[Opening Working data section]

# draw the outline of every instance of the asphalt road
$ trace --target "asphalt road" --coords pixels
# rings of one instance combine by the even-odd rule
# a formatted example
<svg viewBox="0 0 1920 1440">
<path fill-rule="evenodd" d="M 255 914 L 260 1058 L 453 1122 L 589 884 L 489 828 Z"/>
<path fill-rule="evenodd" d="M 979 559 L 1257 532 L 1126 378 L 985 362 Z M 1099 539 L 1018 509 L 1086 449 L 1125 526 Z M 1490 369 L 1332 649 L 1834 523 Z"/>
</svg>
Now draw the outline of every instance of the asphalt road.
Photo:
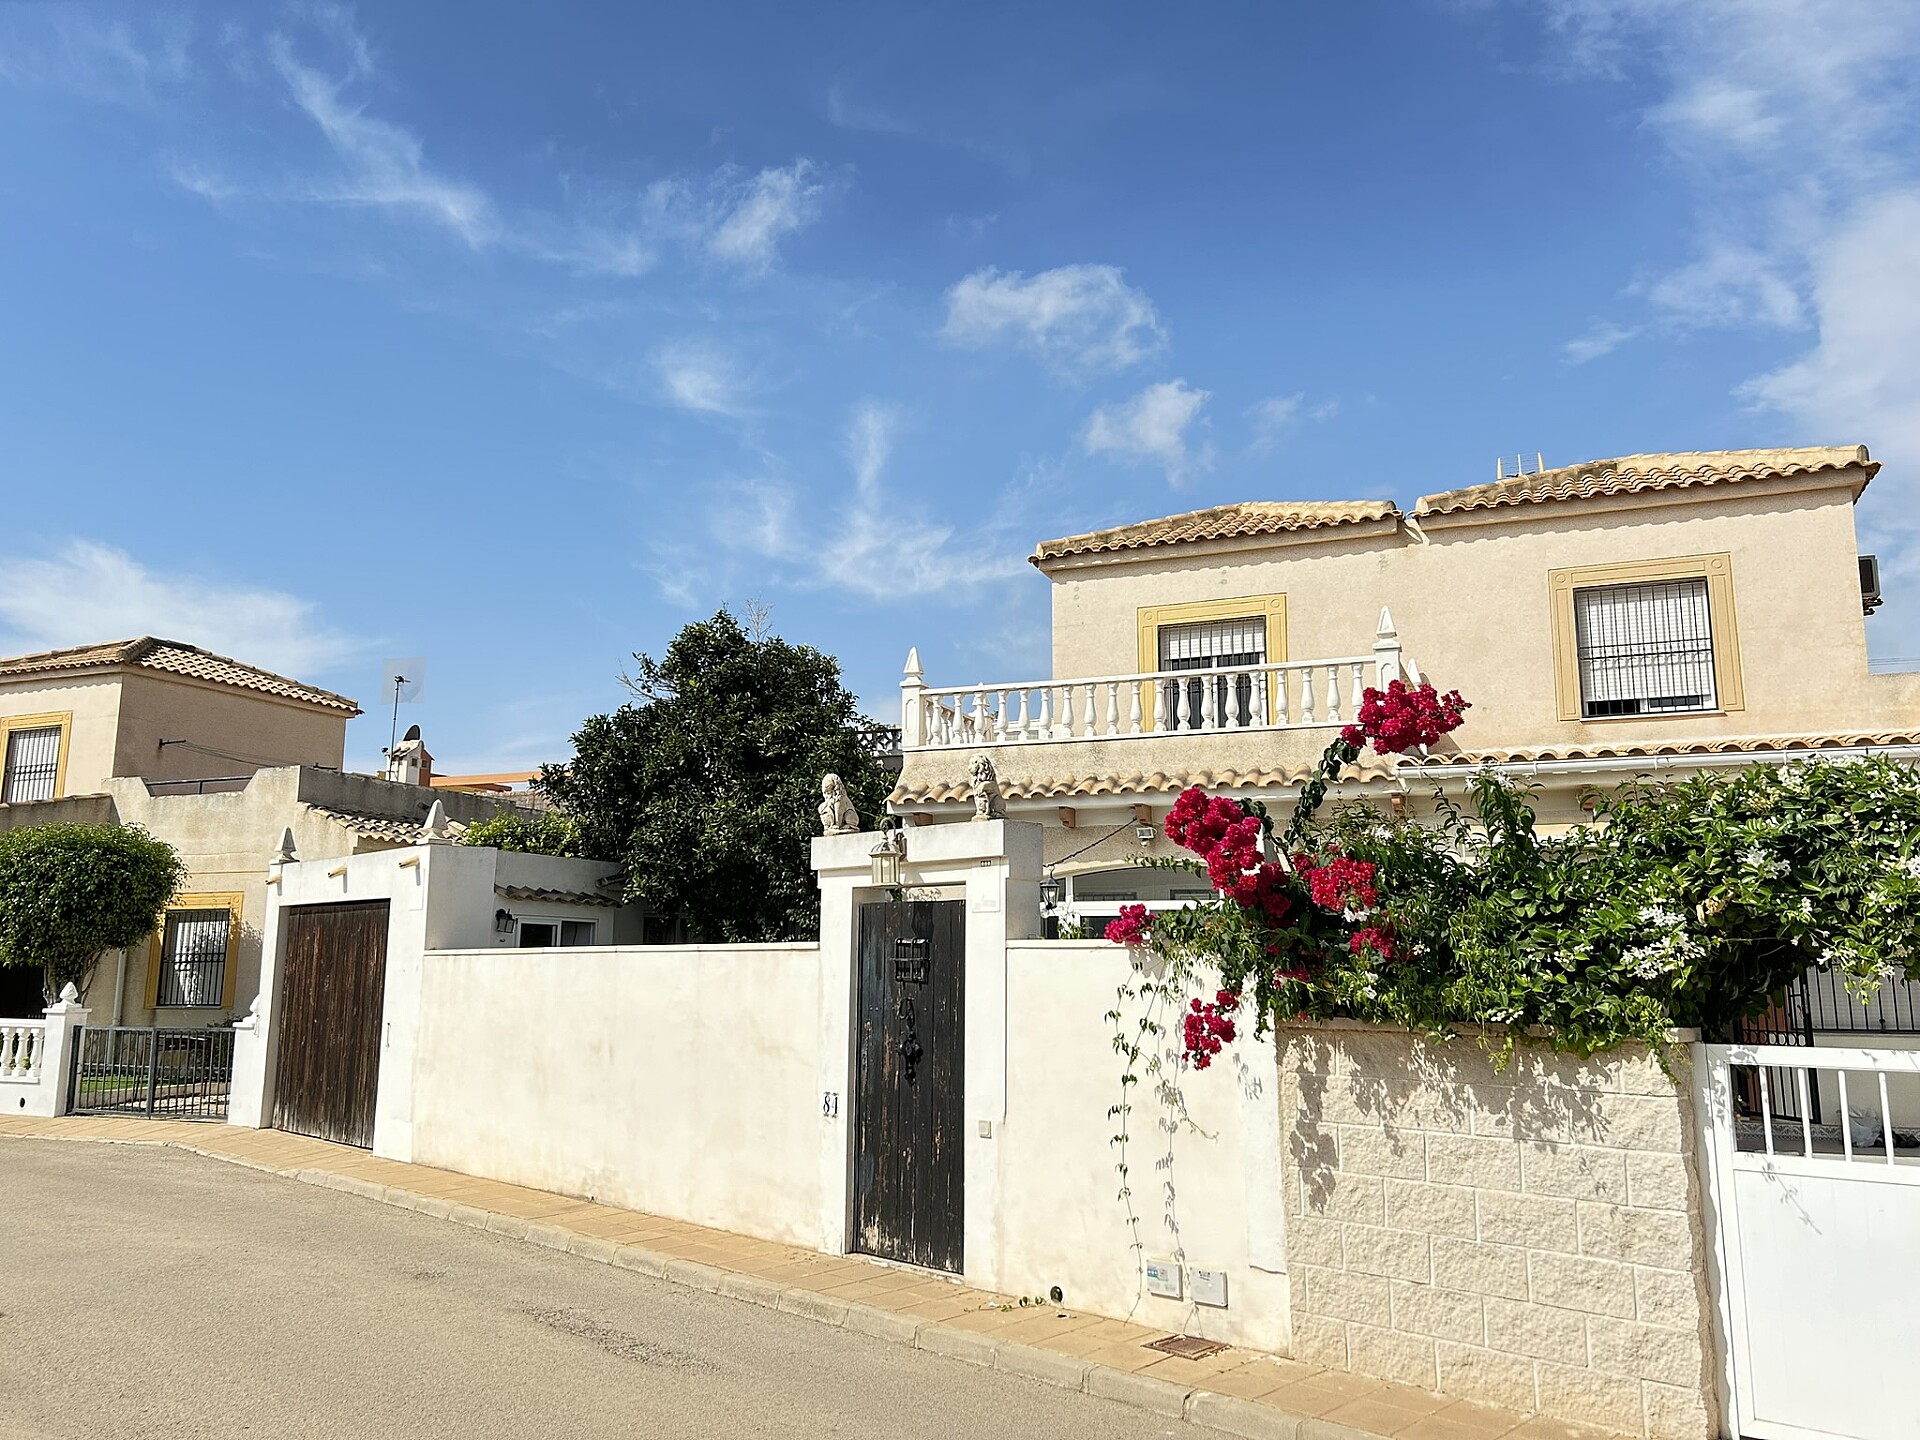
<svg viewBox="0 0 1920 1440">
<path fill-rule="evenodd" d="M 0 1437 L 1211 1435 L 177 1150 L 0 1140 Z"/>
</svg>

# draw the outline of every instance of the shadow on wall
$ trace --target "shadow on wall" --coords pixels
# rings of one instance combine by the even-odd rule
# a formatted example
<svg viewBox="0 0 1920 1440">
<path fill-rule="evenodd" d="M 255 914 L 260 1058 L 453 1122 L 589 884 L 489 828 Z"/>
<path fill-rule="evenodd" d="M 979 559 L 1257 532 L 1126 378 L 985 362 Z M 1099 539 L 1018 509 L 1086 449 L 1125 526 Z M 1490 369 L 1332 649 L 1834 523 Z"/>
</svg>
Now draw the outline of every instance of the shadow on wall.
<svg viewBox="0 0 1920 1440">
<path fill-rule="evenodd" d="M 1390 1063 L 1363 1074 L 1352 1065 L 1356 1052 L 1366 1054 L 1357 1032 L 1341 1032 L 1337 1046 L 1320 1036 L 1289 1038 L 1299 1108 L 1287 1145 L 1306 1201 L 1316 1211 L 1329 1207 L 1338 1187 L 1342 1166 L 1336 1127 L 1342 1123 L 1378 1124 L 1389 1155 L 1417 1148 L 1409 1132 L 1609 1143 L 1613 1122 L 1604 1103 L 1607 1092 L 1597 1079 L 1581 1081 L 1585 1062 L 1575 1056 L 1521 1048 L 1501 1070 L 1495 1068 L 1495 1052 L 1478 1037 L 1409 1044 L 1402 1036 L 1394 1042 Z M 1340 1052 L 1348 1064 L 1336 1073 Z"/>
</svg>

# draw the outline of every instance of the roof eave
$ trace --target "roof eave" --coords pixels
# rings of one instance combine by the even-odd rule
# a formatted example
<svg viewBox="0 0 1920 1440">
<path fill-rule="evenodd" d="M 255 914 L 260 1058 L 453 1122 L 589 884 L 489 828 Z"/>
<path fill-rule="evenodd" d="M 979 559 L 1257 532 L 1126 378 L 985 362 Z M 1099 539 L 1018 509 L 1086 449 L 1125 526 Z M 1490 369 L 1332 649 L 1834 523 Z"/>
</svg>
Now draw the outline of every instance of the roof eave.
<svg viewBox="0 0 1920 1440">
<path fill-rule="evenodd" d="M 1172 554 L 1223 555 L 1247 550 L 1272 550 L 1280 547 L 1325 545 L 1340 540 L 1367 539 L 1399 532 L 1406 517 L 1398 510 L 1367 520 L 1331 520 L 1295 529 L 1269 530 L 1258 535 L 1228 535 L 1205 540 L 1159 540 L 1142 544 L 1099 549 L 1075 550 L 1064 555 L 1042 555 L 1038 551 L 1027 563 L 1043 575 L 1055 570 L 1080 570 L 1111 565 L 1147 564 Z"/>
</svg>

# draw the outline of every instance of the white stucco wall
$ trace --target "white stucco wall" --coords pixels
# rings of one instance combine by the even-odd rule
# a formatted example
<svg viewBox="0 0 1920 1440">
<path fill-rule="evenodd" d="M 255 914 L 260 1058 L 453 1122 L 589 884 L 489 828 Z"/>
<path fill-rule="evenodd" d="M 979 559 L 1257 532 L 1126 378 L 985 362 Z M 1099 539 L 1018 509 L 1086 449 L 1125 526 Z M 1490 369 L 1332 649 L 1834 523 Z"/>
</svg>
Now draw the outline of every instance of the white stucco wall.
<svg viewBox="0 0 1920 1440">
<path fill-rule="evenodd" d="M 1003 1289 L 1239 1345 L 1289 1345 L 1278 1074 L 1271 1046 L 1237 1044 L 1180 1077 L 1180 1123 L 1150 1077 L 1133 1087 L 1126 1184 L 1119 1198 L 1121 1057 L 1105 1018 L 1128 977 L 1107 941 L 1036 941 L 1007 953 L 1007 1113 L 1000 1130 L 994 1268 Z M 1127 1024 L 1134 1012 L 1127 1012 Z M 1179 1018 L 1167 1044 L 1177 1049 Z M 1167 1073 L 1173 1073 L 1169 1066 Z M 1165 1124 L 1173 1124 L 1169 1140 Z M 1167 1156 L 1171 1153 L 1171 1164 Z M 1227 1274 L 1224 1309 L 1147 1295 L 1142 1260 Z"/>
<path fill-rule="evenodd" d="M 817 945 L 436 951 L 418 1004 L 414 1161 L 818 1243 Z"/>
</svg>

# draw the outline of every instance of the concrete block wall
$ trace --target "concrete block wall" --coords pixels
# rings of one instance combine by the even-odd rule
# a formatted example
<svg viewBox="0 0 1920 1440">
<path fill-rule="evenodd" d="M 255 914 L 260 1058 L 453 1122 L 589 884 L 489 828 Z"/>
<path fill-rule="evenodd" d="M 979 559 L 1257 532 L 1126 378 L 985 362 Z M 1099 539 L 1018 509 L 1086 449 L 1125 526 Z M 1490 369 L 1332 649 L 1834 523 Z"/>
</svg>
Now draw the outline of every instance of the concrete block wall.
<svg viewBox="0 0 1920 1440">
<path fill-rule="evenodd" d="M 1650 1053 L 1496 1070 L 1471 1036 L 1277 1038 L 1296 1358 L 1650 1440 L 1718 1434 L 1692 1105 Z"/>
</svg>

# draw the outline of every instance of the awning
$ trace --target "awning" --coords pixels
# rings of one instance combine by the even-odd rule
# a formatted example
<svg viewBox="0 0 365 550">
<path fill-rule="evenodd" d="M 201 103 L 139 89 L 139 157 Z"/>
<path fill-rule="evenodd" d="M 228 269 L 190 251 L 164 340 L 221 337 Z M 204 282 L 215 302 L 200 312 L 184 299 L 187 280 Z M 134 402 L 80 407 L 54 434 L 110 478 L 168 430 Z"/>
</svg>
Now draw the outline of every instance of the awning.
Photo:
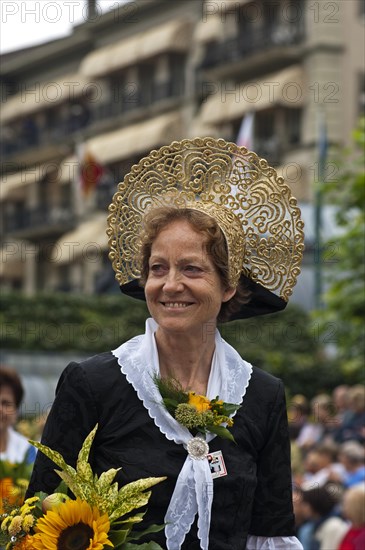
<svg viewBox="0 0 365 550">
<path fill-rule="evenodd" d="M 275 105 L 300 107 L 305 100 L 303 84 L 303 68 L 294 65 L 258 80 L 217 85 L 215 93 L 208 96 L 201 108 L 201 119 L 206 124 L 216 124 Z"/>
<path fill-rule="evenodd" d="M 215 14 L 221 15 L 226 11 L 233 13 L 234 10 L 239 9 L 244 4 L 253 2 L 255 2 L 255 0 L 205 0 L 203 5 L 203 17 L 209 17 Z"/>
<path fill-rule="evenodd" d="M 80 223 L 76 229 L 65 233 L 55 244 L 51 261 L 57 264 L 70 264 L 80 257 L 87 258 L 108 248 L 106 235 L 107 216 L 105 213 Z"/>
<path fill-rule="evenodd" d="M 170 21 L 91 52 L 81 63 L 80 70 L 88 77 L 97 77 L 161 52 L 186 51 L 192 31 L 191 21 Z"/>
<path fill-rule="evenodd" d="M 58 163 L 47 162 L 27 170 L 3 176 L 0 180 L 0 200 L 6 199 L 13 191 L 20 187 L 26 187 L 47 177 L 47 174 L 56 174 Z M 55 175 L 56 177 L 56 175 Z"/>
<path fill-rule="evenodd" d="M 205 9 L 212 9 L 214 7 L 214 9 L 218 9 L 221 12 L 228 10 L 232 11 L 244 4 L 250 4 L 252 2 L 254 2 L 254 0 L 214 0 L 214 2 L 208 0 Z"/>
<path fill-rule="evenodd" d="M 174 112 L 97 136 L 86 145 L 95 158 L 108 163 L 170 143 L 180 134 L 181 116 Z"/>
<path fill-rule="evenodd" d="M 194 38 L 197 42 L 210 42 L 219 40 L 224 31 L 224 23 L 220 13 L 214 12 L 212 15 L 203 17 L 197 24 L 194 32 Z"/>
<path fill-rule="evenodd" d="M 9 120 L 80 97 L 87 93 L 88 84 L 90 84 L 88 78 L 79 73 L 73 73 L 46 82 L 24 85 L 21 92 L 9 97 L 4 104 L 1 121 L 6 123 Z M 93 88 L 90 91 L 94 91 Z"/>
<path fill-rule="evenodd" d="M 219 138 L 221 137 L 221 135 L 220 135 L 220 130 L 217 128 L 217 126 L 203 124 L 201 120 L 199 120 L 198 118 L 194 118 L 191 124 L 189 124 L 188 133 L 186 137 L 191 139 L 194 139 L 196 137 Z"/>
</svg>

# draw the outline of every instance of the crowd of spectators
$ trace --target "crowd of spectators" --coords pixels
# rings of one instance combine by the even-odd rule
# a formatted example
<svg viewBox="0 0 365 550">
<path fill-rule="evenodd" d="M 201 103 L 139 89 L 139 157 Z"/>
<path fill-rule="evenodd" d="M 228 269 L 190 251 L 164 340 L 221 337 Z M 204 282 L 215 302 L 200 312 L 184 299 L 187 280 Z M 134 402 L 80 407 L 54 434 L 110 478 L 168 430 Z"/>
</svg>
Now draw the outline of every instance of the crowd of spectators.
<svg viewBox="0 0 365 550">
<path fill-rule="evenodd" d="M 365 386 L 288 407 L 293 503 L 304 550 L 365 549 Z"/>
</svg>

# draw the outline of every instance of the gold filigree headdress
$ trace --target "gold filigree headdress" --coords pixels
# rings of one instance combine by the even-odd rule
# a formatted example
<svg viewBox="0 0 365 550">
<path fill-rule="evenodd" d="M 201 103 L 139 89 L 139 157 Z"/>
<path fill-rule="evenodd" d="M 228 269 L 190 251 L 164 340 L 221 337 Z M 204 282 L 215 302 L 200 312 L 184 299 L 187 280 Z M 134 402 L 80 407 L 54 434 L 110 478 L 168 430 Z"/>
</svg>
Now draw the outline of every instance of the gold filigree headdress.
<svg viewBox="0 0 365 550">
<path fill-rule="evenodd" d="M 266 160 L 208 137 L 174 141 L 134 165 L 109 206 L 109 257 L 122 289 L 140 277 L 144 214 L 165 204 L 214 217 L 227 241 L 232 286 L 243 276 L 285 306 L 300 273 L 304 225 L 289 187 Z"/>
</svg>

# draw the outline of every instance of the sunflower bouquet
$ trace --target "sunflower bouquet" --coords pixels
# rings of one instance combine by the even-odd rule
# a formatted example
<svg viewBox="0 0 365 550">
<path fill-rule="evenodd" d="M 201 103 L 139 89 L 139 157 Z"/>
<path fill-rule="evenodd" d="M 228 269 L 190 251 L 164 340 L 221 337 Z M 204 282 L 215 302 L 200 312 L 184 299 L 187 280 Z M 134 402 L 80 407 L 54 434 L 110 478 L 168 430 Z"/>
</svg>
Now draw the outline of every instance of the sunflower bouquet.
<svg viewBox="0 0 365 550">
<path fill-rule="evenodd" d="M 23 503 L 32 467 L 26 458 L 17 464 L 0 460 L 0 514 L 9 506 Z"/>
<path fill-rule="evenodd" d="M 193 434 L 212 432 L 223 439 L 234 441 L 228 428 L 233 426 L 231 415 L 240 405 L 225 403 L 217 396 L 209 400 L 205 395 L 185 391 L 174 378 L 154 377 L 167 411 Z"/>
<path fill-rule="evenodd" d="M 151 492 L 147 489 L 166 478 L 139 479 L 119 489 L 113 480 L 120 468 L 95 475 L 89 453 L 96 430 L 97 426 L 85 439 L 76 469 L 60 453 L 31 441 L 57 464 L 62 481 L 55 493 L 37 493 L 1 515 L 0 546 L 6 550 L 161 550 L 155 542 L 135 541 L 164 526 L 138 532 L 133 528 L 143 519 L 144 513 L 135 510 L 148 503 Z"/>
</svg>

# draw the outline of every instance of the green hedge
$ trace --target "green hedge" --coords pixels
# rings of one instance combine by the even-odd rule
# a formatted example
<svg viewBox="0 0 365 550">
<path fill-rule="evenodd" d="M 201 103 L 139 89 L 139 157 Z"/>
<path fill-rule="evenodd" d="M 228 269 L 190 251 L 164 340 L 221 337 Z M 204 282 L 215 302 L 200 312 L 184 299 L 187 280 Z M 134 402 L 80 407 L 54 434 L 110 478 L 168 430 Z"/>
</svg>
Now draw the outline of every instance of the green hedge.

[Closing Working data section]

Task statement:
The expected output is an exact copy of the lines from the top of the data above through the line containing "# draw the outline of every instance of the shadow", both included, with every picture omitted.

Result for this exercise:
# draw the outline of every instance of the asphalt road
$ trace --target "asphalt road" --coords pixels
# rings of one instance combine by the even-odd rule
# a formatted example
<svg viewBox="0 0 1920 1440">
<path fill-rule="evenodd" d="M 255 914 L 260 1058 L 453 1122 L 589 884 L 489 828 Z"/>
<path fill-rule="evenodd" d="M 979 559 L 1257 532 L 1126 378 L 985 362 Z M 1099 539 L 1018 509 L 1086 449 L 1125 526 Z M 1490 369 L 1332 649 L 1834 523 Z"/>
</svg>
Now draw the outline of every instance of the asphalt road.
Photo:
<svg viewBox="0 0 1920 1440">
<path fill-rule="evenodd" d="M 0 1437 L 1211 1435 L 177 1150 L 0 1140 Z"/>
</svg>

# draw the outline of every instance of the shadow on wall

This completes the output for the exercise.